It looks gorgeous.. and I'm definitely going to try it this weekend.. if I can find "almond paste".
Bakewell tart is one of my favourite desserts [which is very similar but with raspberry jam instead of plums]
But I'm thinking the tartness [pardon the pun], of the plums will be a nice counterpoint to the sweetness of the almond flavour. Yummy !!

Siri

Yum! I`ll have to try this one without the almonds! I`m allergic! Maybe I`ll buy some plums at the marked today!

Judith

Oh, I am SO going to try this. We have an insane number of plums on our tree right now, and my stopping every time I walk by to eat one or two doesn't seem to be putting a dent in them :)

A question: Do you use baking *soda* (bikarbonat) or baking *powder* (bakpulver)? I was surprised when I saw soda in the ingredients because it doesn't seem to be used much in Swedish cooking, but then in your instructions you say powder - maybe it's the powder after all?

Benita ~ Chez Larsson

Uhoh! It's supposed to be baking powder! I was thinking powder and wrote soda... I've edited the recipe! Thanks Judith!

jja

Sounds so delicious and looks the same! I want some!

jja

I was just writting grocery list, what is cream? Is it german Sahne? Thanks!

Emma

I going to try it next Sunday. Thanks Benita.
(^.^)

Petra from NL

You know your way around many languages... ;-)

Karin

I'll make it today!! By the way, I am a great fan of the website joyofbaking.com. Does anyone else know it? I've been using it for years, and everything always turns out just right.

m

Great tart :) have you got a good recipe for Glögg? thanks :)

norma

Brown castor sugar is light brown sugar? Perhaps organic sugar? This looks yummy.

Lisa Flaherty

I bet the almond paste and the cardamom play together to make this tart insanely good! Just made a simple plum pie last night--cinnamon was the only spice. I will have to try your tart next!

Benita ~ Chez Larsson

I'm afraid I ran out the other day so I can't look at the box but it looks like regular castor sugar but is brown...

Benita ~ Chez Larsson

I don't, we always buy ours but I googled and found this link http://goscandinavia.about.com/od/restaurantsdining/r/gloggrecipe.htm. Sounds allright to me :) And now you made me want some! :)

r8chel

I agree -- ice cream is the far superior choice. :)

Some records:
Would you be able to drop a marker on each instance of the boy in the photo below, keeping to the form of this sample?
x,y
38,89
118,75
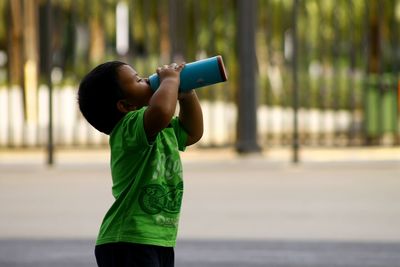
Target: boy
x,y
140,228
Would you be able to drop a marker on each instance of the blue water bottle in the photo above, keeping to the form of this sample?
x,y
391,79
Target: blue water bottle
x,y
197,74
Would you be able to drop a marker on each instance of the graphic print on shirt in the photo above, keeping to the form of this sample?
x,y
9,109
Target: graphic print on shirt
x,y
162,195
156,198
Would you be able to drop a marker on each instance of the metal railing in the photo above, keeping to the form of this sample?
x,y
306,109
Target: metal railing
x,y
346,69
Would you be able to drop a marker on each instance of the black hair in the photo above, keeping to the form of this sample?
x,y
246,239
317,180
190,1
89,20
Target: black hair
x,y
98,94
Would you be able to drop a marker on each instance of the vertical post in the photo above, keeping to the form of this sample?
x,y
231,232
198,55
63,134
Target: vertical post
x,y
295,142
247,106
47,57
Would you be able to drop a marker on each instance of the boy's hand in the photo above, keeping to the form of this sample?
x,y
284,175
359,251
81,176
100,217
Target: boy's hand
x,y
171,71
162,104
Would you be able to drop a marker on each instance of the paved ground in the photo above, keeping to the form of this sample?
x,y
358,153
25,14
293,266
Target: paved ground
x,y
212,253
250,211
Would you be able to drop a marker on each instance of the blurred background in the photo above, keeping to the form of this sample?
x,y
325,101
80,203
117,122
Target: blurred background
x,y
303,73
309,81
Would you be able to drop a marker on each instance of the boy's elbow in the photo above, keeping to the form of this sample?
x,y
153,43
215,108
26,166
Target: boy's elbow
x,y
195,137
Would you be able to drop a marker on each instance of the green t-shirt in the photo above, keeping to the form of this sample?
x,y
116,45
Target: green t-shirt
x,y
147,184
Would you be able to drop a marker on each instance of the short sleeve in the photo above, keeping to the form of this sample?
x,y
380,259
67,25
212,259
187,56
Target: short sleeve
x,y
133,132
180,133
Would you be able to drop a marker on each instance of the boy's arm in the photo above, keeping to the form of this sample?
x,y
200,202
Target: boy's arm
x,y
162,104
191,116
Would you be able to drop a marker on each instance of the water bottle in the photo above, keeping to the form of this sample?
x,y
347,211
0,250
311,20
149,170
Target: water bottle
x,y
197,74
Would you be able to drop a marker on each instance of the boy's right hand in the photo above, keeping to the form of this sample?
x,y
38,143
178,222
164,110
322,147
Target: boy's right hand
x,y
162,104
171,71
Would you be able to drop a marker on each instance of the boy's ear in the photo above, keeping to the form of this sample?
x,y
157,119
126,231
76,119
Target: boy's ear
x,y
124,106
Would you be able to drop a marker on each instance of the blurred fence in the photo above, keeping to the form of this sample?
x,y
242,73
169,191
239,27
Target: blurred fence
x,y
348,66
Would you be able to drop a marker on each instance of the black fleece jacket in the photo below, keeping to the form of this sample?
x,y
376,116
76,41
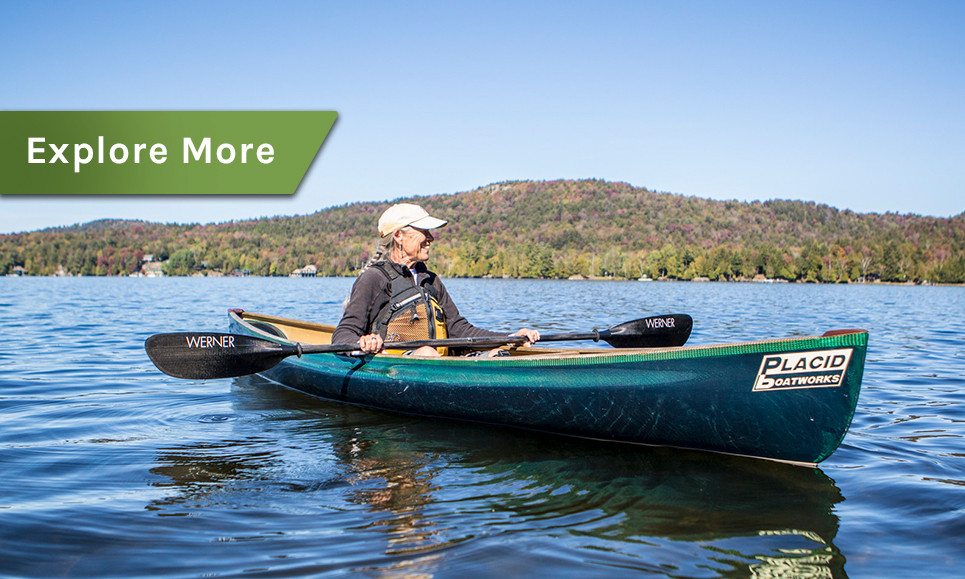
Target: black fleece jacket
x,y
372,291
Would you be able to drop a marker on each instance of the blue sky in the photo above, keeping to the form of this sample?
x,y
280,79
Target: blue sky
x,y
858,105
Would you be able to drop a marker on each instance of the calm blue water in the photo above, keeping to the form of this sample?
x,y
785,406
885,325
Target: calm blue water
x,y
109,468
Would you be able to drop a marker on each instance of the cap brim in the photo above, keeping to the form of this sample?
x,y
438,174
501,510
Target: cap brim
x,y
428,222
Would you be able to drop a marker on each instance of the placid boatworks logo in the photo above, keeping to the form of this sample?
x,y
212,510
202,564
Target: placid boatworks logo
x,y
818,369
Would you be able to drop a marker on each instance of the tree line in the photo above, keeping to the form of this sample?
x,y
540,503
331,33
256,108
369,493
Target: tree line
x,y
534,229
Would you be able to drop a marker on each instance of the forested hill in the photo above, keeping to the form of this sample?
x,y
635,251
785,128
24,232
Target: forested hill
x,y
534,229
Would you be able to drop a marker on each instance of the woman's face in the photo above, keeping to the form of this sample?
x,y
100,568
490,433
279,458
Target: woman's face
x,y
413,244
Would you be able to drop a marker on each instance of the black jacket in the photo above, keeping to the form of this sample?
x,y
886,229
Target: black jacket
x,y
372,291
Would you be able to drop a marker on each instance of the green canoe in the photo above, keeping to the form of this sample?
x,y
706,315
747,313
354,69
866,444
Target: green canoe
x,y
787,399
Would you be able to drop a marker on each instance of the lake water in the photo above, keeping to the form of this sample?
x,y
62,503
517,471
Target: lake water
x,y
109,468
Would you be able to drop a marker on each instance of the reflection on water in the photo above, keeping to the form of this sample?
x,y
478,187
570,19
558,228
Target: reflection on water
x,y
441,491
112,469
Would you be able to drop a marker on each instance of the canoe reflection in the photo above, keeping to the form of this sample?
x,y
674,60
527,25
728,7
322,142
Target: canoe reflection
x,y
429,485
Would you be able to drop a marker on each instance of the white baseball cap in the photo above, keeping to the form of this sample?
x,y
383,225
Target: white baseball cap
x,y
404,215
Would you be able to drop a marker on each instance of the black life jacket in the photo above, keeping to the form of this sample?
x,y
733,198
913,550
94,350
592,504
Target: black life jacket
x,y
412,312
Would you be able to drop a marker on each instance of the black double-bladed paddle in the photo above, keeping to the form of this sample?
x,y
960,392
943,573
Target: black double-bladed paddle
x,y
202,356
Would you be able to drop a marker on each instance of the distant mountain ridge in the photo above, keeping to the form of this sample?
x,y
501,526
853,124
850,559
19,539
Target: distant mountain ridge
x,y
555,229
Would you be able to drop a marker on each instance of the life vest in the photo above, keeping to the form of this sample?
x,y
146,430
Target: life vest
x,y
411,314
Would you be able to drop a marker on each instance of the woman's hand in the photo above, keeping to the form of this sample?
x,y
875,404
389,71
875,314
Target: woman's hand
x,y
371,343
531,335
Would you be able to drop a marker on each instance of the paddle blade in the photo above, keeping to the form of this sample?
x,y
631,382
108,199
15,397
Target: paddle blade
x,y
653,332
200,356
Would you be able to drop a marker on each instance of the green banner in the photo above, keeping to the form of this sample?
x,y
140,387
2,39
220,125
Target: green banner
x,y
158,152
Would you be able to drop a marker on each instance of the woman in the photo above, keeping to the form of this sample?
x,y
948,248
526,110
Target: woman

What you need to do:
A: Repeat the part of the plum tart comments starting at "Oh, I am SO" and ending at "dent in them :)".
B: According to the plum tart comments, what does Bakewell tart use in place of plums?

Responses in order:
A:
Oh, I am SO going to try this. We have an insane number of plums on our tree right now, and my stopping every time I walk by to eat one or two doesn't seem to be putting a dent in them :)

B: Raspberry jam.